[EXCERPTED DATA start]

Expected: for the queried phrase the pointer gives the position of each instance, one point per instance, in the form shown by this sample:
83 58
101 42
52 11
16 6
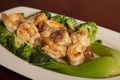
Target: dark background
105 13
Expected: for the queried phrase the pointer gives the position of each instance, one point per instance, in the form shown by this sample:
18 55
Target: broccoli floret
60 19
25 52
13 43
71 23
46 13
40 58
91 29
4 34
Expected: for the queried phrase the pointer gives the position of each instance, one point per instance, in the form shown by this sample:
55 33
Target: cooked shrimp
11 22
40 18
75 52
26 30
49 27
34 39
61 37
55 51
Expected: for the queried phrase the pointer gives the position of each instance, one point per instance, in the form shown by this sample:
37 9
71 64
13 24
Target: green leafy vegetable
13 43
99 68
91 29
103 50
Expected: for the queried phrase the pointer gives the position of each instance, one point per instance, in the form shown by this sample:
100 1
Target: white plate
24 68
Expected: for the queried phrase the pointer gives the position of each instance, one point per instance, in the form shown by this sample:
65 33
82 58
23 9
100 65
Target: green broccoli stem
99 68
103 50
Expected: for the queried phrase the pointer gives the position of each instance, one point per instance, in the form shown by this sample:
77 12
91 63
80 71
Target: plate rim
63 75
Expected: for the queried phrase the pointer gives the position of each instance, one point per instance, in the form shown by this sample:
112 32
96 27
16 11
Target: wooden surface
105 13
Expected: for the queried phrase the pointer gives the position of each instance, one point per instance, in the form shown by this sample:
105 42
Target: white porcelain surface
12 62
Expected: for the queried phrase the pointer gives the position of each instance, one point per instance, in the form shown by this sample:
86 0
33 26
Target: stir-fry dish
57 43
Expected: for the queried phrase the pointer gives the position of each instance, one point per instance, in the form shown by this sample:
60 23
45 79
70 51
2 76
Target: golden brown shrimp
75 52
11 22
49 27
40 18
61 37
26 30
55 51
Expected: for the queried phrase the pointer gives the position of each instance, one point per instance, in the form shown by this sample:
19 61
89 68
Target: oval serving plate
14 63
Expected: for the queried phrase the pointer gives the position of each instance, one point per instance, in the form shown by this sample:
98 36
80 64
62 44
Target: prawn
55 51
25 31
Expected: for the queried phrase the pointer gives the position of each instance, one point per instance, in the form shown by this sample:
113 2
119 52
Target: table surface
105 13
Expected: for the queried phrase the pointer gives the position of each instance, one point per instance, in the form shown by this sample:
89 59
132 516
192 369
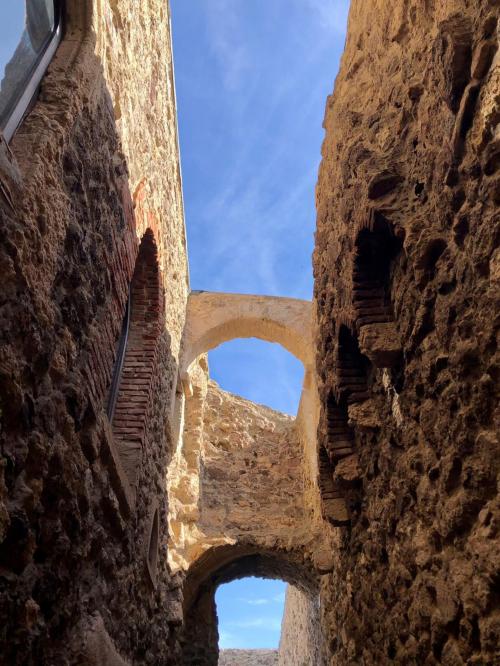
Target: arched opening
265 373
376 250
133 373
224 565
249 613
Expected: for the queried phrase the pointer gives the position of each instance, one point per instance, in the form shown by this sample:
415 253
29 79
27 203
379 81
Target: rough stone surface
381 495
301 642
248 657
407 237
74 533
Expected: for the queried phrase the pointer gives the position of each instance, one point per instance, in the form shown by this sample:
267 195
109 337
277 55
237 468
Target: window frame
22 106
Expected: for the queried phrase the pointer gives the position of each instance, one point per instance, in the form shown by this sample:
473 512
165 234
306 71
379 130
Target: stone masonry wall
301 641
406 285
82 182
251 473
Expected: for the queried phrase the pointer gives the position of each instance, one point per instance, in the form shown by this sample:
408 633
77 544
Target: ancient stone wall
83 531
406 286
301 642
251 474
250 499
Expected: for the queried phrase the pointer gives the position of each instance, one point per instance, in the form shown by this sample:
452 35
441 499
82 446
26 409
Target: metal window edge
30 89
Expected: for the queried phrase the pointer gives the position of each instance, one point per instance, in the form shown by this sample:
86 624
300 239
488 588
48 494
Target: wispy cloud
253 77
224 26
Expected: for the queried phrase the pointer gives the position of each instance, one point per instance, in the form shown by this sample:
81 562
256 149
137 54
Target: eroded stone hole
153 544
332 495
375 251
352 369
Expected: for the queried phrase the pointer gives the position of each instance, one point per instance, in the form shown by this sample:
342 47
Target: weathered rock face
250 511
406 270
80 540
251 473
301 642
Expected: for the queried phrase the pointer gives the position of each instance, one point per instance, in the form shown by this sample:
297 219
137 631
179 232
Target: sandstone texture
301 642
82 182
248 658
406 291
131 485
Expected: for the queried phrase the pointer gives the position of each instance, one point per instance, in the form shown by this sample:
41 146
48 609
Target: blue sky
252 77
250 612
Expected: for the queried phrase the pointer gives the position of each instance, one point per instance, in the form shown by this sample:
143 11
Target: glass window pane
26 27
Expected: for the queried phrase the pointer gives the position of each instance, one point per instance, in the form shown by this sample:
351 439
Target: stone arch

[EXCERPTED DATA end]
[EXCERPTED DATA start]

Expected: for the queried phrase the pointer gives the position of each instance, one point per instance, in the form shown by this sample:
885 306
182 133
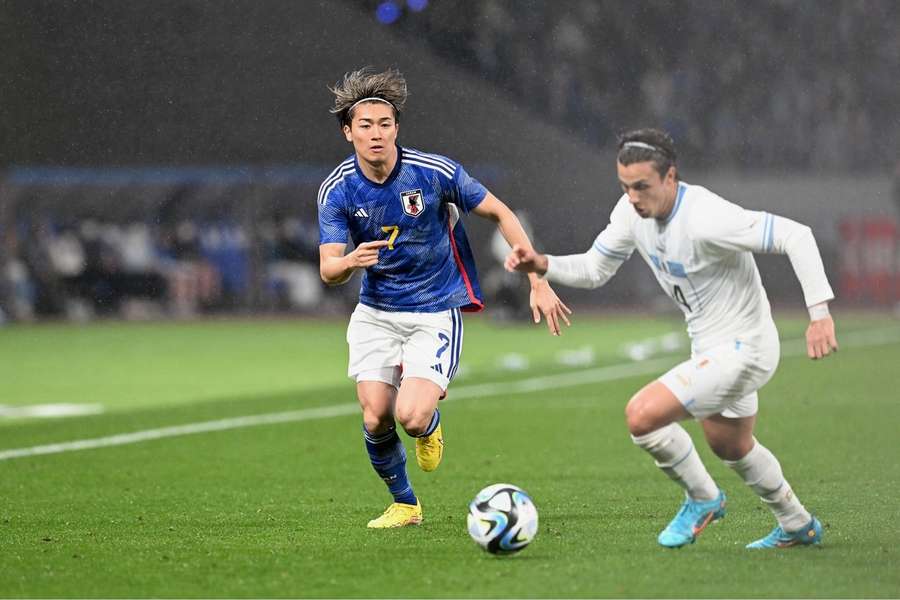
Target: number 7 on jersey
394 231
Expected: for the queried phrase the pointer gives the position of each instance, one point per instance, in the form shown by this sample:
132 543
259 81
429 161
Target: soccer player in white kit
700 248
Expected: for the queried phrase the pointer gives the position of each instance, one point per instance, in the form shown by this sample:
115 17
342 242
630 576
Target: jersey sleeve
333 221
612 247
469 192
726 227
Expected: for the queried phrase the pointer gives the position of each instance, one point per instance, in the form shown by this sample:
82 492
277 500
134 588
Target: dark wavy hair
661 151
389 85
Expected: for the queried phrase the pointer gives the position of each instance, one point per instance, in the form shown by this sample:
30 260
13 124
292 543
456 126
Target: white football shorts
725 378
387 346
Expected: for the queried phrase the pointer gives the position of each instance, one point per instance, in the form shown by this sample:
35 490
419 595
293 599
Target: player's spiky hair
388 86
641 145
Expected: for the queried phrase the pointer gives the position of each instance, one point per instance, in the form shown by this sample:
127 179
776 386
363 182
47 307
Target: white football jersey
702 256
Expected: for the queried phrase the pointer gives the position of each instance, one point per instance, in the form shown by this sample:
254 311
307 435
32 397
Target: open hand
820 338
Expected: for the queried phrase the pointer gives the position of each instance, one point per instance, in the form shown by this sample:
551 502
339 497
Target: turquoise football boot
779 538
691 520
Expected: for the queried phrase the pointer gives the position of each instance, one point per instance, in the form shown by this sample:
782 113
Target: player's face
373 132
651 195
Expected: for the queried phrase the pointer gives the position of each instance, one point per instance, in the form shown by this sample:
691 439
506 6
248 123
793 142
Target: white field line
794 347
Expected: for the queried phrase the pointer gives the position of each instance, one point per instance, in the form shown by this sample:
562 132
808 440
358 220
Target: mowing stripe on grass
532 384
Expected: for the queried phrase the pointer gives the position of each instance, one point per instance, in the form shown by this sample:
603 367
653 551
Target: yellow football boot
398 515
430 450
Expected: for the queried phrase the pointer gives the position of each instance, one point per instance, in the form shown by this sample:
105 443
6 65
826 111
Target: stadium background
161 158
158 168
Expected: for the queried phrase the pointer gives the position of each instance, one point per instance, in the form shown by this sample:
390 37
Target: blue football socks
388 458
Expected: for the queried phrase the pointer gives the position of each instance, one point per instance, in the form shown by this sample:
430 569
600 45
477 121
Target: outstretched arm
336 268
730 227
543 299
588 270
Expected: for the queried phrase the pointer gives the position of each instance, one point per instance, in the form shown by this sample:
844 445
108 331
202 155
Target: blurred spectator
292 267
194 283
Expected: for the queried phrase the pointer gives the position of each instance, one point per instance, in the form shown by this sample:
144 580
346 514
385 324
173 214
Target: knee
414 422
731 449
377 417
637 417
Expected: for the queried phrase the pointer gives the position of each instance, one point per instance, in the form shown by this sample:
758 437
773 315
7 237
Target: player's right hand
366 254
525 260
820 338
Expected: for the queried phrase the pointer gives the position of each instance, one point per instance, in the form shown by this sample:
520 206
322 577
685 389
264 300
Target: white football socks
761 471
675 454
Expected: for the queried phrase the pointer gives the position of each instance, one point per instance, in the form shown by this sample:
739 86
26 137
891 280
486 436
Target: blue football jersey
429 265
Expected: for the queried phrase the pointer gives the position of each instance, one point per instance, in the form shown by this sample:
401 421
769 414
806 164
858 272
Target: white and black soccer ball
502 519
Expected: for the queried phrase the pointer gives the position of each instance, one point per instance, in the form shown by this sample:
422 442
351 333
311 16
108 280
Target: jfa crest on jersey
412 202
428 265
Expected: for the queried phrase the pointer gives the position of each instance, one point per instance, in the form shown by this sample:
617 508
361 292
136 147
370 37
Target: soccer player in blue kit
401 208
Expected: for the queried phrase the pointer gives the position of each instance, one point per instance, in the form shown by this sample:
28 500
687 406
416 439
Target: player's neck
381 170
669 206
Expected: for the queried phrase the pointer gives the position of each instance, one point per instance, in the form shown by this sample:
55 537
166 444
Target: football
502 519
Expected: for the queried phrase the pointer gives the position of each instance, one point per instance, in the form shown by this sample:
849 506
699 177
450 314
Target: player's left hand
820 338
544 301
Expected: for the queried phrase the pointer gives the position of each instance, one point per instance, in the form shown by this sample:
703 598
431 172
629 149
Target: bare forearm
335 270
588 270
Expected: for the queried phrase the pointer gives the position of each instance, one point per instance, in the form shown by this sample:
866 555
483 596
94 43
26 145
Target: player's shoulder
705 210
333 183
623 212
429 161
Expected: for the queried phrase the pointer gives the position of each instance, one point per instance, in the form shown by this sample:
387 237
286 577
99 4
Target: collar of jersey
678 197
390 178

[EXCERPTED DATA end]

→ **WORK TO BE COMPLETED**:
Pull out every line of the material above that contains the word "hair", in the order they appear.

→ **SOLUTION**:
Target: dark wavy hair
Target: player's spiky hair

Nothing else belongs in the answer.